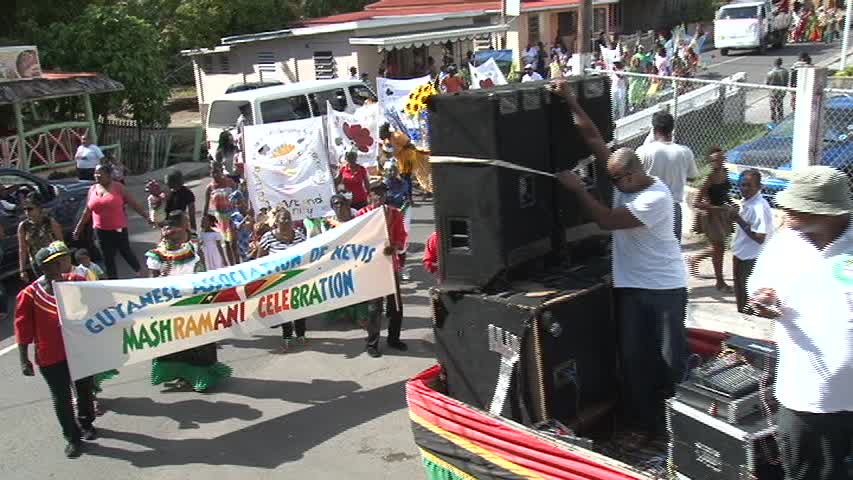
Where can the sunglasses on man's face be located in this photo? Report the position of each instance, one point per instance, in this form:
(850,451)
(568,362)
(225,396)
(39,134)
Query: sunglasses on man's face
(616,178)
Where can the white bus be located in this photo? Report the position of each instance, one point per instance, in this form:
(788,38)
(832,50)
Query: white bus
(281,103)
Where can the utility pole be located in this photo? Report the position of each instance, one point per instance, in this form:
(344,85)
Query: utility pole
(848,4)
(586,32)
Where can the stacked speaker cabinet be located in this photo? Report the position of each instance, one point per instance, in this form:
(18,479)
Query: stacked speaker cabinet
(490,218)
(544,349)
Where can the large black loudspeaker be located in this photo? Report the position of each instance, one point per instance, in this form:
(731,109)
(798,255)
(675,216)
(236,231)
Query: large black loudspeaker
(489,219)
(567,146)
(508,123)
(545,349)
(520,123)
(492,219)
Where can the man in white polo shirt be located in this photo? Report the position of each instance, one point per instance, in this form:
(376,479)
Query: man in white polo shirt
(804,279)
(754,223)
(649,277)
(672,163)
(87,156)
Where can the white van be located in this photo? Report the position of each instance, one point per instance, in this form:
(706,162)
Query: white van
(281,103)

▸ Task directions
Copy all lines of the records in which the string "Where" can be found.

▸ Reply
Where can the sunglasses on man's face be located in this photo? Report the position of each instance, one point per instance, in this form:
Where can the white bus be located in this photo? Report the position of each instance, one point per instance, in this form:
Where can the utility pole be located in this photo? Report the position of each instance, one point per instance, in this form:
Where can the stacked speaker cabinet be located in this photo? Report the position of each instance, one point per instance, in this form:
Where can the large black loudspeaker be located in this photo? Report the position of each instance, one point per instance, in this form:
Where can the man in white polo shirt be located in this photo? Report the position of each instance, one point per instance, in this form:
Where can the white van be located in this photo? Report the position of each instance, one point per instance, in this form:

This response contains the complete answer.